The data Start Marker

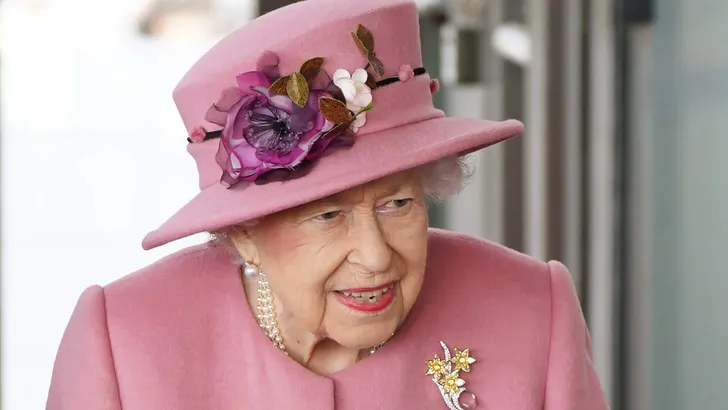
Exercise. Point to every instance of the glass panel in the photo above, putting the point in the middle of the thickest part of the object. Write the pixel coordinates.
(691, 199)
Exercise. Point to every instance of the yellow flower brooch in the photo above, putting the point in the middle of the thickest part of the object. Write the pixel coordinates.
(446, 375)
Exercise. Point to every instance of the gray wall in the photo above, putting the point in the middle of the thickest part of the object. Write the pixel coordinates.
(690, 334)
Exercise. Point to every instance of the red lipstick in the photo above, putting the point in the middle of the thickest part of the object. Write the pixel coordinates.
(368, 300)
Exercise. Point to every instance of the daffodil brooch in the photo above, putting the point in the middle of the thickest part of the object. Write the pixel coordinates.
(446, 376)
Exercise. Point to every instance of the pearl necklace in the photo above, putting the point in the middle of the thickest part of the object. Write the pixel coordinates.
(266, 311)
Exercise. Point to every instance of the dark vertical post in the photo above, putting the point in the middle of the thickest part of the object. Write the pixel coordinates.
(513, 107)
(430, 38)
(266, 6)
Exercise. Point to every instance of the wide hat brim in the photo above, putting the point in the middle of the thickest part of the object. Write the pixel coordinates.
(372, 157)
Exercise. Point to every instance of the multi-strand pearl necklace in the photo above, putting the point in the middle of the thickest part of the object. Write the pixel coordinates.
(266, 310)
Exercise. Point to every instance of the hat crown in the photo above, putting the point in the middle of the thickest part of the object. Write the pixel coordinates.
(297, 33)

The data End Marker

Task to carry out: Your answer must be the line holding "Exercise. Point to every instance of the multi-strand" plus every later line to the end of the records, copied exactly.

Exercise result:
Exercise. Point to every instance of the multi-strand pearl necklace in the photo above, putting the point in the middle of the thickest part of the object. Write the pixel coordinates.
(266, 310)
Exercise. Point to every instance of the hat crown in the photo above, putting the point in the middle of the thickest part of the object. Write the pixel coordinates.
(297, 33)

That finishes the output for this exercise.